• _WHAT YOU HAVE TO DO_
Return every line in the rows below that contains the string "shallow", matching letter case exactly.
---- RECORD EXCERPTS
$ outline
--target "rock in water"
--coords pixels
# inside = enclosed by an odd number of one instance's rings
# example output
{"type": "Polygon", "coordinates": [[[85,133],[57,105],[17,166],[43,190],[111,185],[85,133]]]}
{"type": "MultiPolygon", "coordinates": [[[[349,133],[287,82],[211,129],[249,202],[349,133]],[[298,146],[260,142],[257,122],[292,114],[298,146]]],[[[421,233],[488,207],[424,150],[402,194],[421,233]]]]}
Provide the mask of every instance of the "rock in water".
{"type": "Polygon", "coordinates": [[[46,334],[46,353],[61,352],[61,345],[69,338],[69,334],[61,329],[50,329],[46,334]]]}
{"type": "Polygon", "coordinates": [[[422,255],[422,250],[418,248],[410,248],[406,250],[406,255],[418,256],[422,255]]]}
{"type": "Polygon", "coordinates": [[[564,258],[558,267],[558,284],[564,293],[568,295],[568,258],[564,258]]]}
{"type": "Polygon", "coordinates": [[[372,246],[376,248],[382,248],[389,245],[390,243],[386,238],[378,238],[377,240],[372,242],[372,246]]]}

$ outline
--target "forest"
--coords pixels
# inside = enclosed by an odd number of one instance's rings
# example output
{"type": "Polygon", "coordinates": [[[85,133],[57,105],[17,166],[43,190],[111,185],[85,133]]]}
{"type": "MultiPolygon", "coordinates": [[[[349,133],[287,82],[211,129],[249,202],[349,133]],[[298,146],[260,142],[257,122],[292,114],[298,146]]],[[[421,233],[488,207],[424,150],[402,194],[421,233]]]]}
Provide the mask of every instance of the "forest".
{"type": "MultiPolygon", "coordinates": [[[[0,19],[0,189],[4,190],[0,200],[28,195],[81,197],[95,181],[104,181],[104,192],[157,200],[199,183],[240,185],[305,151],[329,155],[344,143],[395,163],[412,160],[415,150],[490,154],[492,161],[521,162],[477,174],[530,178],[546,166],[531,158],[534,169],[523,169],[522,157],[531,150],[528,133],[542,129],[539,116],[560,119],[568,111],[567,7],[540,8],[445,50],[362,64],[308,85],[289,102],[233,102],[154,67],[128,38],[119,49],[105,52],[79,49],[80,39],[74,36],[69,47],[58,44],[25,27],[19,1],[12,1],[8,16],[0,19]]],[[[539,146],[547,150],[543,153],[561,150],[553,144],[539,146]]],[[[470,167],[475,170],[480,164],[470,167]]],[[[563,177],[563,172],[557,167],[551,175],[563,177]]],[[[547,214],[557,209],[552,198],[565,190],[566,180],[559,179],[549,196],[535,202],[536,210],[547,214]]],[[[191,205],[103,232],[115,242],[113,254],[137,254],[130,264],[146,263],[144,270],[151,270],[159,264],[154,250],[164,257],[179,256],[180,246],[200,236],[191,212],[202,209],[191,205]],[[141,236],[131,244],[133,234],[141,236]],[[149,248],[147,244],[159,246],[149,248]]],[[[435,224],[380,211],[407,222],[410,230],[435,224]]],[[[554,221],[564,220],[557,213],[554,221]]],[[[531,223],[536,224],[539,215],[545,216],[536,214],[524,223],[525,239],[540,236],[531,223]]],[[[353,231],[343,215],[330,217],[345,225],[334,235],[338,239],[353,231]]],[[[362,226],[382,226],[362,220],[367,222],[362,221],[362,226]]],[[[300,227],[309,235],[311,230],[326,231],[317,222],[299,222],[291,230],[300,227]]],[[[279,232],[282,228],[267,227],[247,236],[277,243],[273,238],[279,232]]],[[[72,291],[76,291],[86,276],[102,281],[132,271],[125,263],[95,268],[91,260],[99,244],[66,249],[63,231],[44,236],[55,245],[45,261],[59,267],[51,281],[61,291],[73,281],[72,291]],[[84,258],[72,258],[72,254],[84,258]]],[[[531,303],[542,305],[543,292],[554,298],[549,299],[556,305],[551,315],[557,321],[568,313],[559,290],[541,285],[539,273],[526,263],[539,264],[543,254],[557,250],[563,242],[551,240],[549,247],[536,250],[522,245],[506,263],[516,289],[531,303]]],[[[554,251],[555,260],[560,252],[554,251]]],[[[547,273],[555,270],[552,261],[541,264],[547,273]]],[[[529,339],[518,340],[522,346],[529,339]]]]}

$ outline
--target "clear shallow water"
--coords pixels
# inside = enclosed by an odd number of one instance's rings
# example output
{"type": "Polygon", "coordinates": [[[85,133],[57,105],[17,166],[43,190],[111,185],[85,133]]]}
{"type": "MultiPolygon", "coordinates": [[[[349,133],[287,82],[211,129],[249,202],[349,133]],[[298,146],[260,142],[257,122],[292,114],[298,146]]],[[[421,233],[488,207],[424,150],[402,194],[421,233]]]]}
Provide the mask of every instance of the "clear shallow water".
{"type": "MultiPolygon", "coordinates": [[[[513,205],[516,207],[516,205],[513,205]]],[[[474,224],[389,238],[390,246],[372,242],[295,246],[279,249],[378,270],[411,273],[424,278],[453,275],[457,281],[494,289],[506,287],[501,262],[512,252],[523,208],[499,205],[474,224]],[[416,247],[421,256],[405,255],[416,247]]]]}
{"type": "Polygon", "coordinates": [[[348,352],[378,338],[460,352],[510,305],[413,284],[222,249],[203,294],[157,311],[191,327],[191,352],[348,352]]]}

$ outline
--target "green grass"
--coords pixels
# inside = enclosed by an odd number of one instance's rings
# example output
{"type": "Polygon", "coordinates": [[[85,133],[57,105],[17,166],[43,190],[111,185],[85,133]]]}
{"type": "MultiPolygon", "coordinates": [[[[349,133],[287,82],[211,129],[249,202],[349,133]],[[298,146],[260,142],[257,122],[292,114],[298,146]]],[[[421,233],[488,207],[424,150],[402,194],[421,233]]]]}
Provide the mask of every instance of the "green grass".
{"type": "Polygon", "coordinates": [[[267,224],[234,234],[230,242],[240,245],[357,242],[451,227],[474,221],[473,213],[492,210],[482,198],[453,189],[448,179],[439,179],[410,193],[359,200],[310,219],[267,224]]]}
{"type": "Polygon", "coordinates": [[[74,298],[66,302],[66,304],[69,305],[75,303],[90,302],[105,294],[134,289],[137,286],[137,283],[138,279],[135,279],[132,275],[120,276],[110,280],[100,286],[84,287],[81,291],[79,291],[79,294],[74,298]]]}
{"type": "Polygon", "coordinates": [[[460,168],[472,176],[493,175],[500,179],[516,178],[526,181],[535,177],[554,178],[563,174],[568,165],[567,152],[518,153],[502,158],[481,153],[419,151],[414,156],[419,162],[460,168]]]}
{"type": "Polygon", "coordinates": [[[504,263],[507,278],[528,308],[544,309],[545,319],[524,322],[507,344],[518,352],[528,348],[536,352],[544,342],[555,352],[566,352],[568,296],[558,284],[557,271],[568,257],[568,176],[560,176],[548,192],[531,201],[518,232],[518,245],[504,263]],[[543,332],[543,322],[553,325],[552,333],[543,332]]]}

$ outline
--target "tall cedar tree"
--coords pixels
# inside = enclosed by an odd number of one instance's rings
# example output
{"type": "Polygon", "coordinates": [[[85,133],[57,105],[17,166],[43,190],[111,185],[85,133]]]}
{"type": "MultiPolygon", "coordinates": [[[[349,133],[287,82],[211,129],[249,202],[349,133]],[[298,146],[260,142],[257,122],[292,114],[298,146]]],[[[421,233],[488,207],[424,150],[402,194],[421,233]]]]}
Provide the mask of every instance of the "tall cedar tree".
--------
• _COMPLETE RESPONSE_
--target "clear shallow water"
Provide the mask of every instance of the "clear shallow water".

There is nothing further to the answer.